Give the data again in full, without pictures.

═══ TASK INPUT

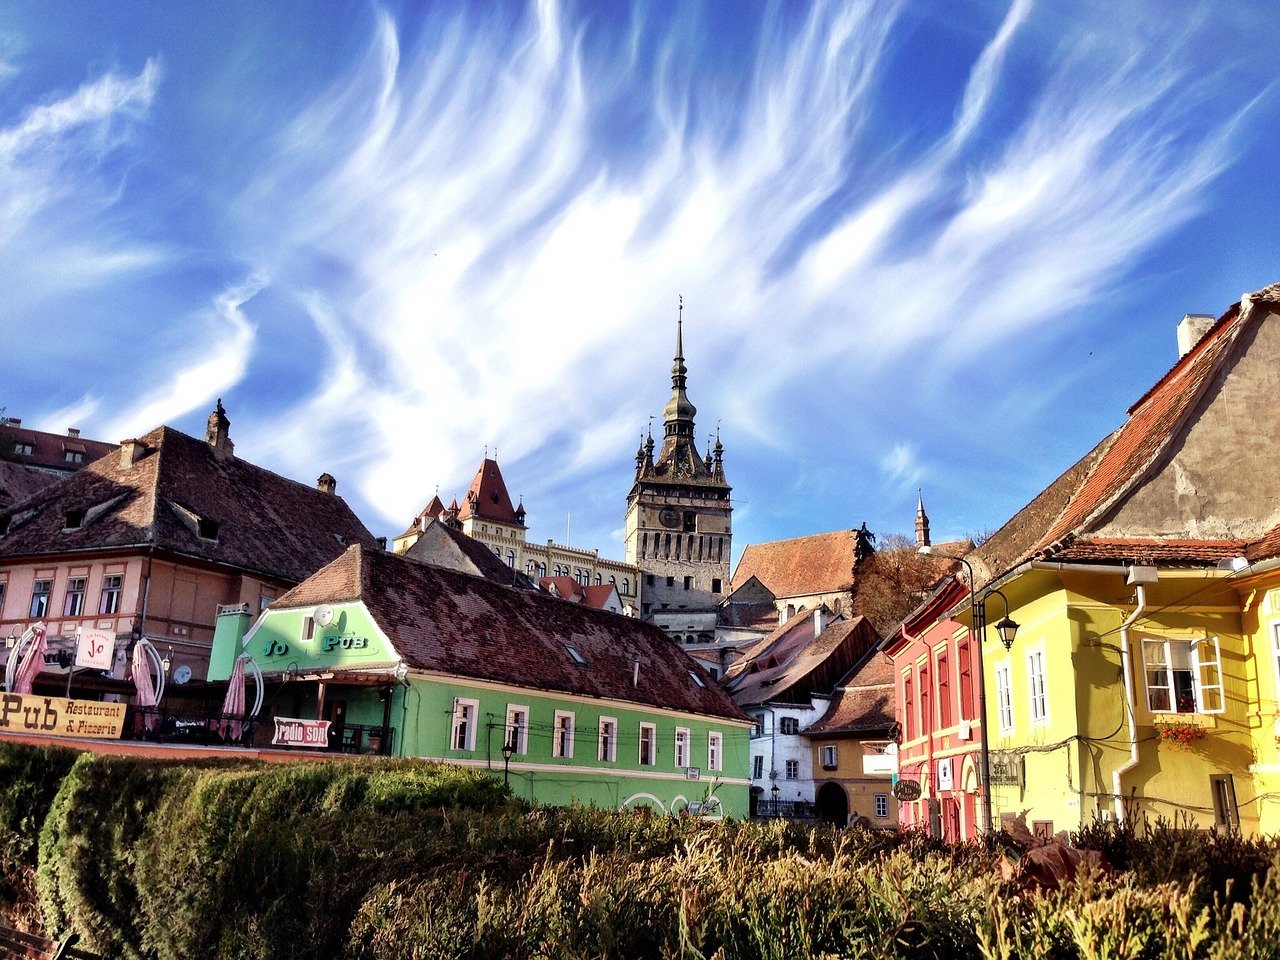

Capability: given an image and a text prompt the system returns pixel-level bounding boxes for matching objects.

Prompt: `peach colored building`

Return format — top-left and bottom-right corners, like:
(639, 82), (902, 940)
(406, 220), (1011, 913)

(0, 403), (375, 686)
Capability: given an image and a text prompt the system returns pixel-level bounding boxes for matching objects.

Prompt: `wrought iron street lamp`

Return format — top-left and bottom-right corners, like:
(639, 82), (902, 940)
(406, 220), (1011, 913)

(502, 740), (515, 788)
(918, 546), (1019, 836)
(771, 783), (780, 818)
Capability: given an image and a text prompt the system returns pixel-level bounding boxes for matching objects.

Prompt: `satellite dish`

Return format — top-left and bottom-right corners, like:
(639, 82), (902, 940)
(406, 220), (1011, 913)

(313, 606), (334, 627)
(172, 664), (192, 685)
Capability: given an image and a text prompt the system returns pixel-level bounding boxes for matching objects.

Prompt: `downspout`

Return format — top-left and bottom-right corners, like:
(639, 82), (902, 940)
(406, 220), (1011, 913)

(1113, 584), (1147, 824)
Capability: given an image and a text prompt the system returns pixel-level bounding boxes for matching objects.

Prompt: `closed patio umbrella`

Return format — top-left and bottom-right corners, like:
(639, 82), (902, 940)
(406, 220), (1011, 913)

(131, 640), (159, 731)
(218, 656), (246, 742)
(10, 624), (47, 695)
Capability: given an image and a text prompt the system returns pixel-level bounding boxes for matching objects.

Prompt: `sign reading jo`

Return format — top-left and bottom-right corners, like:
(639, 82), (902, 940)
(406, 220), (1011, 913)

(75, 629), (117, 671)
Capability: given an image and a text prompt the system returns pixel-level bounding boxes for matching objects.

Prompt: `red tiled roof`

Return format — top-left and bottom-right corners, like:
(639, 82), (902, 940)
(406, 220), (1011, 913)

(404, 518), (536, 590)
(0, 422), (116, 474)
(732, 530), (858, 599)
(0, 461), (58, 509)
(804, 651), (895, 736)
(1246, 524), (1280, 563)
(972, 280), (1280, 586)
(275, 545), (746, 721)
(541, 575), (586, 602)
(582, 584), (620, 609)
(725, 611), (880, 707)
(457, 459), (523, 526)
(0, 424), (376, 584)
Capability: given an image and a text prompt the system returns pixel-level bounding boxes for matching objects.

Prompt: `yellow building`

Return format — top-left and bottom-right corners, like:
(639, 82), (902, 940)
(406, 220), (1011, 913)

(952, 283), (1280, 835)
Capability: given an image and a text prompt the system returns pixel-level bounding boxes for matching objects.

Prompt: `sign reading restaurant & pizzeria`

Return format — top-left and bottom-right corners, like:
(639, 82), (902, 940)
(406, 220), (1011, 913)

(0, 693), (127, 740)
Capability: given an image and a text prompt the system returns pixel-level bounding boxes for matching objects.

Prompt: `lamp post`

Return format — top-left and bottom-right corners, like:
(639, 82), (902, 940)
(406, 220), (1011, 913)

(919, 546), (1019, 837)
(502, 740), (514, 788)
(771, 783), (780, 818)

══════

THE COMPLETED TASK:
Capability: given an image and a text prompt the system returns pixel-level bounding boxes for matching objects.

Prompt: `peach colored building`

Return format — top-left and bottom-right corners, like:
(639, 82), (902, 940)
(406, 220), (1011, 913)

(0, 403), (375, 686)
Capability: given an image and a text prompt the system returns pixel-level bounding boxes for matching objects.

Prompt: `wrought iron street lamp`

Return format — top-left and bottom-right corners, like:
(639, 82), (902, 940)
(406, 220), (1011, 913)

(502, 740), (515, 788)
(918, 546), (1019, 836)
(771, 783), (780, 818)
Capability: given an image and a text prompt the system returns pixel-level bounding boxes for matching objects.

Prompt: `satellite dish`

Return format — top-left and bottom-right corners, like:
(639, 82), (902, 940)
(406, 220), (1011, 913)

(313, 606), (334, 627)
(172, 664), (192, 685)
Capability: given an image and a text prompt the system returns pixel-level bounding boxes for matching objects.

Prompt: `downspout`

Return format — top-left and bottom-right corners, like:
(639, 82), (902, 940)
(406, 220), (1011, 913)

(1113, 584), (1147, 824)
Capability: given an image and a text prompt the system returns pixel-level bounding boxes for matching objects.

Prompt: `closed patio umbrella`

Return format — top-left and bottom-right corners, like:
(639, 82), (902, 940)
(406, 220), (1011, 913)

(131, 640), (159, 731)
(218, 656), (246, 742)
(10, 624), (47, 695)
Capability: given an image and a text prompt the system returns pixel-level bounding boxes for matching objects.

Prompt: `sign reading jo`

Return format — top-left and bottom-right corners, like:
(639, 82), (902, 940)
(406, 220), (1011, 913)

(75, 629), (117, 671)
Capability: given an image and a text prompt the system returns pixel-level bounding boxes for matching objects.

Prompt: `red tiled roof`

Return format — top-left and bottom-right corners, like:
(639, 82), (902, 940)
(406, 220), (1011, 913)

(404, 518), (536, 590)
(0, 422), (116, 474)
(732, 530), (858, 599)
(0, 461), (58, 509)
(804, 651), (895, 736)
(1246, 524), (1280, 563)
(972, 280), (1280, 586)
(275, 545), (746, 721)
(541, 575), (586, 602)
(582, 584), (620, 609)
(725, 611), (880, 707)
(457, 459), (523, 526)
(0, 424), (376, 584)
Capability: given an image and a text prompt the system returns pixel-level bounding boxes for matching objects.

Prompt: `yellow building`

Return format — top-left and bottom-right corners, like:
(639, 82), (902, 940)
(406, 220), (1011, 913)

(952, 283), (1280, 835)
Capability: given an image and a text prompt the system returns pixel-level bounding boxes for matching objects.

Prompt: `sign reading restaurant & pizzeria`

Return format — top-left and bottom-right corners, like:
(639, 82), (902, 940)
(406, 220), (1011, 913)

(0, 693), (127, 740)
Capability: given an image and a text prompt the system returns pixel-level bounding boxes for matching objects.

Prompt: `lamp post`

Return format — top-left and bottom-right corners, like:
(639, 82), (902, 940)
(406, 220), (1011, 913)

(919, 546), (1019, 837)
(502, 740), (514, 788)
(771, 783), (780, 818)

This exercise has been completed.